━━ SOURCE MATERIAL

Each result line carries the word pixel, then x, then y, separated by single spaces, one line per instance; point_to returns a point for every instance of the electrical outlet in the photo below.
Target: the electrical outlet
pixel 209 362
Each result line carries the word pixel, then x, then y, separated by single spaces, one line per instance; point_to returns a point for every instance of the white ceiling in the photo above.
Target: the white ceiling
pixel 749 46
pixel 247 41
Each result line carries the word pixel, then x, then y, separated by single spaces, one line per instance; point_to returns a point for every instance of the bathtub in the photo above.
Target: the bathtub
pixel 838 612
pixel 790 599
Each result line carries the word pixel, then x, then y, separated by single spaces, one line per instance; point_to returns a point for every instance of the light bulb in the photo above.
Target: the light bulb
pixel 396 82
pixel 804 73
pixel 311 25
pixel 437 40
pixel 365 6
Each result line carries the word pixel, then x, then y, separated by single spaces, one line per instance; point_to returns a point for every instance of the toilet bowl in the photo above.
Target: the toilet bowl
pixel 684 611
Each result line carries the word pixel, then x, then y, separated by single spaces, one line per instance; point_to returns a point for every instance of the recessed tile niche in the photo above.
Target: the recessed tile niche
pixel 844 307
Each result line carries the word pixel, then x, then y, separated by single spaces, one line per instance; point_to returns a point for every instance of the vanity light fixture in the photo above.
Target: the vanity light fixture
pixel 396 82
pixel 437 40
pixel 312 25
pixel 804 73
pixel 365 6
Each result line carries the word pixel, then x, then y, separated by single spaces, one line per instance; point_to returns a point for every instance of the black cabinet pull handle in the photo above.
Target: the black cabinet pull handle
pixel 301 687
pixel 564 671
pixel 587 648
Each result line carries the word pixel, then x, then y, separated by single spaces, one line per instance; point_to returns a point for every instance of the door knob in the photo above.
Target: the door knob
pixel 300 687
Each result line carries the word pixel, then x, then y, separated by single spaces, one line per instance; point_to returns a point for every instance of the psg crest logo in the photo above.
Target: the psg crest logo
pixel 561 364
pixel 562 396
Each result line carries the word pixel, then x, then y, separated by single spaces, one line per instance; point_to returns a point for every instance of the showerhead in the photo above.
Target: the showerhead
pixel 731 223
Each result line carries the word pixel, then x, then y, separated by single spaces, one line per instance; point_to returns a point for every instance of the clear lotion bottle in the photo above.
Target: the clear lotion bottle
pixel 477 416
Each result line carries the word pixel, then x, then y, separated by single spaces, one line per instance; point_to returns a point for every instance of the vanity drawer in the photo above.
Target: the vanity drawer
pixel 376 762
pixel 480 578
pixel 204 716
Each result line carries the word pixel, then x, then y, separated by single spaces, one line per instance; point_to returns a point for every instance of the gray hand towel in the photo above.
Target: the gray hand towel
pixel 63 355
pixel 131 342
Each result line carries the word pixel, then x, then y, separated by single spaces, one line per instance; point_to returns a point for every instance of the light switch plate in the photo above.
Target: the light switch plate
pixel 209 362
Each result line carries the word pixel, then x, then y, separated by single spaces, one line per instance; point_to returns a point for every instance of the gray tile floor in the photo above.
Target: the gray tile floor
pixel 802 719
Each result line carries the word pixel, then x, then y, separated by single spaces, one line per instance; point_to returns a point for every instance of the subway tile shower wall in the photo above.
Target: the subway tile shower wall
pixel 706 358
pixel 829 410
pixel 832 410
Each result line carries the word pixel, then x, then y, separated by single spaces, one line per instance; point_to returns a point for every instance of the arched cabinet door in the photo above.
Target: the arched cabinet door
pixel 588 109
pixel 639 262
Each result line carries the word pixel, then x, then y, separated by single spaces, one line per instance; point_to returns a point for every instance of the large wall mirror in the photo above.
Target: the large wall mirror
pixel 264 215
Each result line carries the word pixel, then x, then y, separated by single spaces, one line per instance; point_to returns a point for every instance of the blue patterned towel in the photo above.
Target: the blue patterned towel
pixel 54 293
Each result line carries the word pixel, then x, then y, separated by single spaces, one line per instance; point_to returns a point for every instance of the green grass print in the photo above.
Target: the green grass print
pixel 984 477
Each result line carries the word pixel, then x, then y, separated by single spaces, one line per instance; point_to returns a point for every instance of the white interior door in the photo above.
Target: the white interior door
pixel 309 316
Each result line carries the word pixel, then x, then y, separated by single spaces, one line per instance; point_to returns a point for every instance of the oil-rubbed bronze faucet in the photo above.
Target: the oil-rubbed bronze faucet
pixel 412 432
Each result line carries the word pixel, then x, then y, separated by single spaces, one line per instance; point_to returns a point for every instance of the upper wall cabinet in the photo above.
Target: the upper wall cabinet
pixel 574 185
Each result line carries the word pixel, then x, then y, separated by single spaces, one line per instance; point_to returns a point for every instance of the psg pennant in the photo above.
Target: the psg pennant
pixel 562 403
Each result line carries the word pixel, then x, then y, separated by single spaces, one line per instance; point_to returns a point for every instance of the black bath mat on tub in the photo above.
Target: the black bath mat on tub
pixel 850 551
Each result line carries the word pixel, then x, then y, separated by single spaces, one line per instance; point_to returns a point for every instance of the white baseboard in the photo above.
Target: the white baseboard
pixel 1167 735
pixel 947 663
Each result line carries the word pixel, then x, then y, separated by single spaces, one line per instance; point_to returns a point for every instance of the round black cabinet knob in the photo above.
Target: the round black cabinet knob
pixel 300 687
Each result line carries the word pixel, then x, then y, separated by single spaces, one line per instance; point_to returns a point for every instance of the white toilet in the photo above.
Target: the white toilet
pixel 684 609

━━━━

= PROBLEM =
Every entry should be transcribed exactly, with nothing omitted.

= EXERCISE OUTPUT =
Each result line carries the word pixel, then x, then y, separated by single spaces, one line per instance; point_to returns a point for every instance of the electrical outlet in the photo below.
Target: the electrical outlet
pixel 209 362
Each result line carries the word pixel, then x, then y, separated by single spaces, one line per instance; point_to returns a point for every instance of the white ceiling in the photo above.
Target: the white ceiling
pixel 749 46
pixel 247 41
Each result line carries the word pixel, then x, then y, separated by single spaces, one line per instance; point_to returns a point for every instance of the bathtub in the photo above.
Target: the bathtub
pixel 838 612
pixel 790 599
Each result line carries the word pixel, then x, then y, separated by single spaces, one line per instance; point_to returns a point for every instance of the light bulb in the photo above.
Target: the light bulb
pixel 396 82
pixel 804 73
pixel 311 25
pixel 437 40
pixel 365 6
Each result line carries the word pixel, then x, then y, separated by single spaces, one line per instance; point_to returns a point for every instance of the toilet bowl in the photo above.
Target: the toilet bowl
pixel 684 611
Each result line carries the word pixel, then x, then y, separated by single spaces, one line per instance; point_to returns a point for every instance of the recessed tile niche in the photo above.
Target: the recessed tile niche
pixel 844 307
Each result line carries the word pixel, then x, then y, separated by single spaces, one line per instance; point_to returns a point for every instance of the vanity light fixture in the photo above.
Target: the vanity light fixture
pixel 396 82
pixel 437 40
pixel 312 25
pixel 804 73
pixel 365 6
Each result line carries the word pixel, then x, then y, separated by single spaces, one line per instance; point_to returns a point for every instance of the black cabinet pull handle in the photo above.
Target: the black cabinet pull handle
pixel 301 687
pixel 564 671
pixel 587 648
Each result line carries the word pixel, then x, then y, separated by single spaces, one line per instance; point_to returns a point for every instance of the door knob in the photo above.
Target: the door knob
pixel 300 687
Each result line carries the word pixel, then x, then y, separated by single spaces, one line per instance; point_to returns a point for every instance of the psg crest logo in the photo above.
Target: the psg crest logo
pixel 561 364
pixel 562 396
Each result line carries the word pixel, then x, then y, separated by single spaces, one line per instance; point_to returns a point for every instance of the showerhead in the photo above.
Target: the showerhead
pixel 731 223
Each result line carries the word pixel, then x, then y, separated by single spaces, one line per instance; point_to returns a point for every instance of the clear lotion bottle in the photo above.
Target: the clear lotion bottle
pixel 477 416
Each result line carries the word pixel, then x, then y, separated by single spaces, one line per instance; point_to returns a point for every instance of the vanity drawer in the photo above.
Target: the vanity drawer
pixel 376 762
pixel 480 578
pixel 204 716
Each result line carries the word pixel, then x, then y, separated by single spaces, one line per instance; point_to returns a point for every instance of the gray hand towel in the photo above.
Target: the gray hand towel
pixel 63 355
pixel 131 342
Each result line carries the word pixel, then x, then y, separated by single spaces, one line per instance; point_to returns a point for every instance of the light switch plate in the photo above.
Target: the light switch plate
pixel 209 362
Each result line carries the word pixel, then x, then y, separated by single spaces, one line per instance; point_to returns a point for every instance of the gray tile floor in the photo above.
Target: the gray tile floor
pixel 802 719
Each result line carries the word pixel, then x, then y, separated by single spaces, one line per instance; point_to returns a point for every instance of the subway tile shower wall in the photo above.
Target: the subway tile shower wall
pixel 706 358
pixel 829 410
pixel 832 410
Each result line carries the word pixel, then x, then y, separated by single spaces, one line per instance; point_to returns a point for every instance of the arched cabinet door in the photo above.
Target: the arched cabinet door
pixel 588 109
pixel 639 262
Each result line carries the word pixel, then x, then y, separated by single spaces, one line per instance; point_to returns a point for every instance of the large wall mirror in the photo above.
Target: the large wall mirror
pixel 264 215
Each result line carries the word pixel, then x, then y, separated by single spaces, one line per instance; point_to returns a point for every instance of the blue patterned towel in the photo above.
Target: the blue patterned towel
pixel 54 293
Each result line carries the word pixel, then x, then y, separated by single spaces, one line per instance; point_to returns a point for every instance of the green grass print in the photo above.
Target: the green grass print
pixel 984 477
Each result line carries the word pixel, then x, then y, separated by single spaces, one line per instance; point_to returns a point for every instance of the white interior door in the photo above.
Target: the white interior door
pixel 309 316
Each result line carries the word pixel, then x, then y, separated by single spaces, one line per instance; point_to returns a point for every instance of the oil-rubbed bronze faucet in the photo above.
Target: the oil-rubbed bronze faucet
pixel 412 432
Each result line carries the word pixel, then x, then y, separated by single spaces, one line per instance; point_to returns a point for every instance of the upper wall cabinet in the photo above.
Target: the upper wall cabinet
pixel 574 185
Each result line carries the word pixel, then x, then y, separated by single spaces, one line per instance; point_to returns a point for every instance of the psg pennant in the photo above.
Target: the psg pennant
pixel 562 403
Each result line carries the word pixel, then x, then y, separated by single spaces, one line per instance; point_to returns a point for every instance of the black bath mat on tub in the photo above.
Target: the black bath mat on tub
pixel 850 551
Each result line carries the word pixel, then x, then y, separated by single spaces, one line per instance; point_to returns a point for every instance of the white baseboard in the photo above.
Target: the white baseboard
pixel 1167 735
pixel 947 663
Each result line carries the word pixel, then x, then y, separated by single spaces, one line per instance; point_to returns a point for every instance of the round black cabinet knob in the photo above.
Target: the round black cabinet knob
pixel 300 687
Each result line carries the word pixel, then x, then y, separated by single spaces, one line per instance; point_to returns a point for every instance of the white toilet in the photo above.
Target: the white toilet
pixel 684 609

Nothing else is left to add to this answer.